__TEXT TO READ__:
The Employment Tribunal (ET) found that CD had sexually harassed AB. However, the ET concluded that CD was not acting in the course of his employment from approximately 06:00 onwards on 1 November 2021. The ET's reasoning for this conclusion included that CD was not scheduled to work at Hereford, was not required by the respondent to drive AB, had only recently finished another shift, and there was no evidence of his being booked for the racecourse. The ET noted that the respondent had already arranged transport for employees to Hereford, which AB had missed, and it did not accept that the respondent required or expected informal lifts between colleagues, pointing to formal arrangements for drivers in other instances. The ET determined that CD's motive in offering a lift was not linked to his employment, and the lift was not arranged or sanctioned by the respondent, who did not know of it. The ET also held that AB's belief that she was acting in the course of her employment was irrelevant to the objective determination of whether CD was acting in the course of his employment. Consequently, the ET dismissed AB's claim for sexual harassment against the respondent.

Comment

The Employment Appeal Tribunal (EAT) found that the ET had erred in law and upheld the appeal on all grounds. The EAT criticised the ET for failing to adequately consider whether CD's sexual harassment occurred in circumstances that constituted an "extension of their employment," a concept derived from relevant case law. Specifically, the EAT noted that the ET had made findings of fact regarding CD sending sexually harassing texts to AB while he was working and believed she was due to work, and his previous act of driving her to a job. However, the ET failed to incorporate these material factors into its analysis of whether the conduct in the car should be viewed as part of a course of conduct and whether there was a sufficient nexus or connection with work or an "extension of work and the workplace".

Furthermore, the EAT deemed the ET's consideration of CD's "motive" in offering the lift to be an irrelevant factor. The EAT emphasised that an individual's motivation to harass does not preclude their actions from being in the course of employment, which would otherwise "excessively water down" anti-discrimination protections. While the employer's knowledge or approval of the sexual harassment itself is irrelevant under section 109(3) of the Equality Act 2010, the EAT clarified that the employer's knowledge or approval of the broader event (such as an organised social gathering) could be relevant to whether the alleged harasser was acting in the course of employment. The EAT acknowledged that AB's belief about being at work was not directly applicable to whether CD was performing work duties. Still, it highlighted that if CD exploited or capitalised on AB's belief that she was going to work and that his lift was a work-related duty, this would be potentially relevant to establishing a sufficient connection to work or an "extension of work". Given these errors, the EAT remitted the case to the same Employment Tribunal to re-evaluate the question of "course of employment" based on its existing factual findings and the correct application of the legal principles.

__DATASET SECTION__:

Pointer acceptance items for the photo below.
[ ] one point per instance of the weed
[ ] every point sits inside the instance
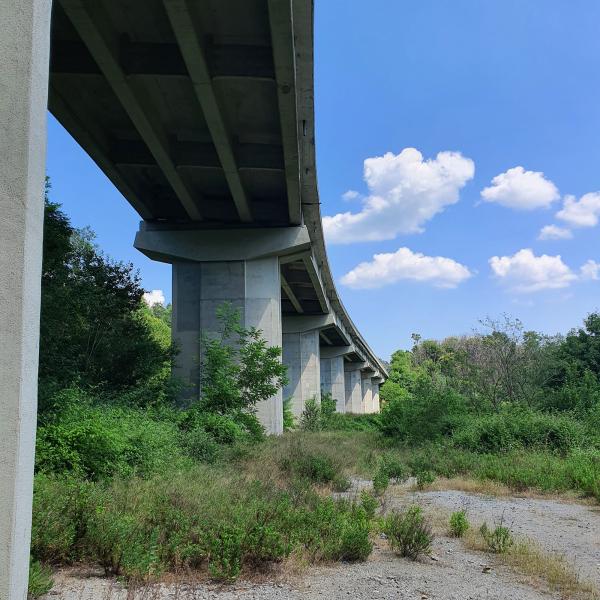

__SHORT PROBLEM__: According to the tribunal case summary, which section of the Equality Act 2010 makes an employer's knowledge or approval of the sexual harassment itself irrelevant?

__RESULT OF THIS TASK__: Section 109(3)